**What you are asked to do**
Where an entry holds an image, leave the image out; otherwise reproduce the entry exactly.

━━━

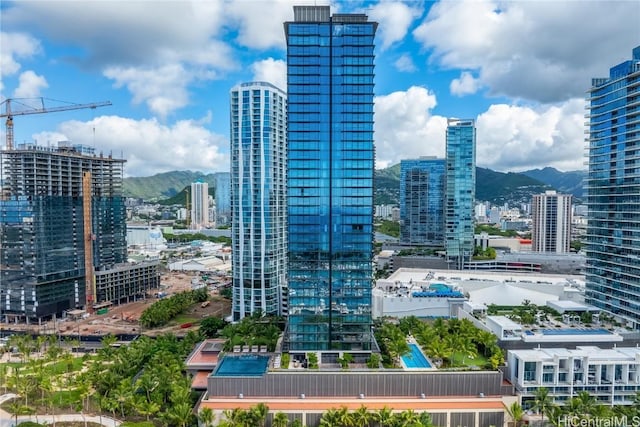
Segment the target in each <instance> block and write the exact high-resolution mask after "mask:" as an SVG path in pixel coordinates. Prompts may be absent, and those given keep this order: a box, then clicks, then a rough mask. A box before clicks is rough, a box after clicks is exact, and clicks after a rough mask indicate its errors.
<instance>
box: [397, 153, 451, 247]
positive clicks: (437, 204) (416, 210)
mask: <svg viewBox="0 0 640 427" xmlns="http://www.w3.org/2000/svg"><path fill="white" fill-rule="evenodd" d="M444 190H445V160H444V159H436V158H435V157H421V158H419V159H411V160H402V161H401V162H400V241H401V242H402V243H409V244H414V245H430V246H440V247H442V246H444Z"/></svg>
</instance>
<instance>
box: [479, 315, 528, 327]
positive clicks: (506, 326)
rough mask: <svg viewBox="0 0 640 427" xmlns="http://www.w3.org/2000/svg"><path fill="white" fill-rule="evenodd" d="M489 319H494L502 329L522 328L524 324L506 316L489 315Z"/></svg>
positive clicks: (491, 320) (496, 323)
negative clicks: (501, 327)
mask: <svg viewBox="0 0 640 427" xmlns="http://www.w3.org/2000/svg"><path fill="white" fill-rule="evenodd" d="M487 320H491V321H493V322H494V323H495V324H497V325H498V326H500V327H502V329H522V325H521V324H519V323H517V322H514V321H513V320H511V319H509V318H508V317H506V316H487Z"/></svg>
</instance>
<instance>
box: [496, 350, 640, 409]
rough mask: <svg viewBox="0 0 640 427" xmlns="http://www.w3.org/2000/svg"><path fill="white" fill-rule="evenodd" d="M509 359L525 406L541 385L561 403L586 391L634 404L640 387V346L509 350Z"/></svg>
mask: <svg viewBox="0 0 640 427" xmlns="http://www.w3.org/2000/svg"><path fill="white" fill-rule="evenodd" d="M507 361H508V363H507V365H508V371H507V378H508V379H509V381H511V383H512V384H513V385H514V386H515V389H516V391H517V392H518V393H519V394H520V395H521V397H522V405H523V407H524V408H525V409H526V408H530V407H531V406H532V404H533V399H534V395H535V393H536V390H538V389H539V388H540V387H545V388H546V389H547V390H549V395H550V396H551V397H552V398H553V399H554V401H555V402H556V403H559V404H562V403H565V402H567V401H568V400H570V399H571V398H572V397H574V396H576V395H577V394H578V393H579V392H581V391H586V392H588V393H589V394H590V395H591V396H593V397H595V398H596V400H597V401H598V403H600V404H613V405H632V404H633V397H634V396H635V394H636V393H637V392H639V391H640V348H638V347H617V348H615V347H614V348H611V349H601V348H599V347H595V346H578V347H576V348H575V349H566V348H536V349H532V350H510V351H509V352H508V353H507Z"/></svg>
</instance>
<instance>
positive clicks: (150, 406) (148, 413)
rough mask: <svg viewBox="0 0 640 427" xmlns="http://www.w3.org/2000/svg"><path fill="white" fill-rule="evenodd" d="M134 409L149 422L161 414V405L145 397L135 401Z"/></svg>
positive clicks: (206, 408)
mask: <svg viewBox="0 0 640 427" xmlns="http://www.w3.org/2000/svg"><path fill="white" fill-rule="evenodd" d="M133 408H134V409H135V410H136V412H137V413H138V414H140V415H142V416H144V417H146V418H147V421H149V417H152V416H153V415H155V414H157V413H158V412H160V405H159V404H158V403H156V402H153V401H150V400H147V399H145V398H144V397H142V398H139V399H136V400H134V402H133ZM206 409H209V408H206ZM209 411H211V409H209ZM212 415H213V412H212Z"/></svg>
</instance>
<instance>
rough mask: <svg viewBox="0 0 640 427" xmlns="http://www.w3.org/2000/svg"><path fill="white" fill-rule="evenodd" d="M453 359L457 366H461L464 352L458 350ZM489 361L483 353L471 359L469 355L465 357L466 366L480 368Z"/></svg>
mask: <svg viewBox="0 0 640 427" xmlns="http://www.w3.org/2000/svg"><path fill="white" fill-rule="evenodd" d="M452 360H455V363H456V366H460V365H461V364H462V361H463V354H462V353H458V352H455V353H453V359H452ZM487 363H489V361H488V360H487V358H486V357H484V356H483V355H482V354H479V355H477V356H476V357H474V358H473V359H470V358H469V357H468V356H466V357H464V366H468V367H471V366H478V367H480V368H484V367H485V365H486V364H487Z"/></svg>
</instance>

━━━

**Exercise output**
Segment the target in each <instance> block and write the exact high-resolution mask after "mask:" as an SVG path in pixel coordinates. Prompts may be absent, and those given keep this order: a box, then clicks, then a rough mask. A box before clicks is rough, a box after clicks is exact, and clicks after a rough mask indicate its errors.
<instance>
box: [397, 153, 451, 247]
positive clicks: (437, 204) (416, 210)
mask: <svg viewBox="0 0 640 427" xmlns="http://www.w3.org/2000/svg"><path fill="white" fill-rule="evenodd" d="M444 190H445V160H444V159H436V158H435V157H421V158H419V159H411V160H402V161H401V162H400V241H401V242H402V243H409V244H414V245H430V246H440V247H442V246H444Z"/></svg>
</instance>
<instance>
box: [479, 315, 528, 327]
positive clicks: (506, 326)
rough mask: <svg viewBox="0 0 640 427" xmlns="http://www.w3.org/2000/svg"><path fill="white" fill-rule="evenodd" d="M489 319H494L502 329L522 328L524 324L506 316L489 315Z"/></svg>
positive clicks: (491, 320) (496, 323)
negative clicks: (501, 327)
mask: <svg viewBox="0 0 640 427" xmlns="http://www.w3.org/2000/svg"><path fill="white" fill-rule="evenodd" d="M487 320H491V321H493V322H494V323H495V324H497V325H498V326H500V327H502V329H522V325H521V324H519V323H517V322H514V321H513V320H511V319H509V318H508V317H506V316H487Z"/></svg>
</instance>
<instance>
box: [496, 350, 640, 409]
rough mask: <svg viewBox="0 0 640 427" xmlns="http://www.w3.org/2000/svg"><path fill="white" fill-rule="evenodd" d="M509 359L525 406L541 385L561 403L586 391L634 404L640 387V346L509 350Z"/></svg>
mask: <svg viewBox="0 0 640 427" xmlns="http://www.w3.org/2000/svg"><path fill="white" fill-rule="evenodd" d="M507 361H508V363H507V365H508V371H507V378H508V379H509V381H511V383H512V384H513V385H514V386H515V389H516V391H517V392H518V393H519V394H520V395H521V397H522V405H523V407H524V408H525V409H526V408H530V407H531V406H532V404H533V399H534V395H535V393H536V390H538V389H539V388H540V387H545V388H546V389H547V390H549V395H550V396H551V397H552V398H553V399H554V401H555V402H556V403H559V404H562V403H565V402H567V401H568V400H570V399H571V398H572V397H574V396H576V395H577V394H578V393H579V392H581V391H586V392H588V393H589V394H590V395H591V396H593V397H595V398H596V400H597V401H598V403H600V404H613V405H632V404H633V397H634V396H635V394H636V393H637V392H639V391H640V348H638V347H617V348H615V347H614V348H611V349H601V348H599V347H595V346H578V347H576V348H575V349H566V348H536V349H532V350H510V351H509V352H508V353H507Z"/></svg>
</instance>
<instance>
positive clicks: (150, 406) (148, 413)
rough mask: <svg viewBox="0 0 640 427" xmlns="http://www.w3.org/2000/svg"><path fill="white" fill-rule="evenodd" d="M134 409L149 422L161 414V405L145 397L135 401Z"/></svg>
positive clicks: (206, 408)
mask: <svg viewBox="0 0 640 427" xmlns="http://www.w3.org/2000/svg"><path fill="white" fill-rule="evenodd" d="M133 408H134V409H135V410H136V412H137V413H138V414H140V415H142V416H144V417H146V418H147V421H149V417H152V416H153V415H155V414H157V413H158V412H160V405H159V404H158V403H156V402H153V401H150V400H147V399H145V398H144V397H142V398H139V399H136V400H134V402H133ZM206 409H209V408H206ZM209 411H211V409H209ZM212 415H213V412H212Z"/></svg>
</instance>
<instance>
rough mask: <svg viewBox="0 0 640 427" xmlns="http://www.w3.org/2000/svg"><path fill="white" fill-rule="evenodd" d="M453 359L457 366H461L464 352L458 350ZM489 361L483 353L471 359L469 355L465 357L466 366L480 368Z"/></svg>
mask: <svg viewBox="0 0 640 427" xmlns="http://www.w3.org/2000/svg"><path fill="white" fill-rule="evenodd" d="M452 360H455V363H456V366H460V365H461V364H462V361H463V354H462V353H458V352H455V353H453V359H452ZM487 363H489V361H488V360H487V358H486V357H484V356H483V355H482V354H479V355H477V356H476V357H474V358H473V359H470V358H469V357H468V356H466V357H464V366H468V367H471V366H478V367H480V368H484V367H485V365H486V364H487Z"/></svg>
</instance>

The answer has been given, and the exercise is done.